## Information given:

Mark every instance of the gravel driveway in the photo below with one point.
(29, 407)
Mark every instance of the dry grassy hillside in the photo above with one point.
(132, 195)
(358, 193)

## Work order:
Set down each record above without changing a single word.

## Result for this task:
Mark every instance of the gravel driveway in the photo below with one point.
(29, 407)
Mark every instance of the dry grassy hillside in the photo above with one point.
(132, 195)
(358, 193)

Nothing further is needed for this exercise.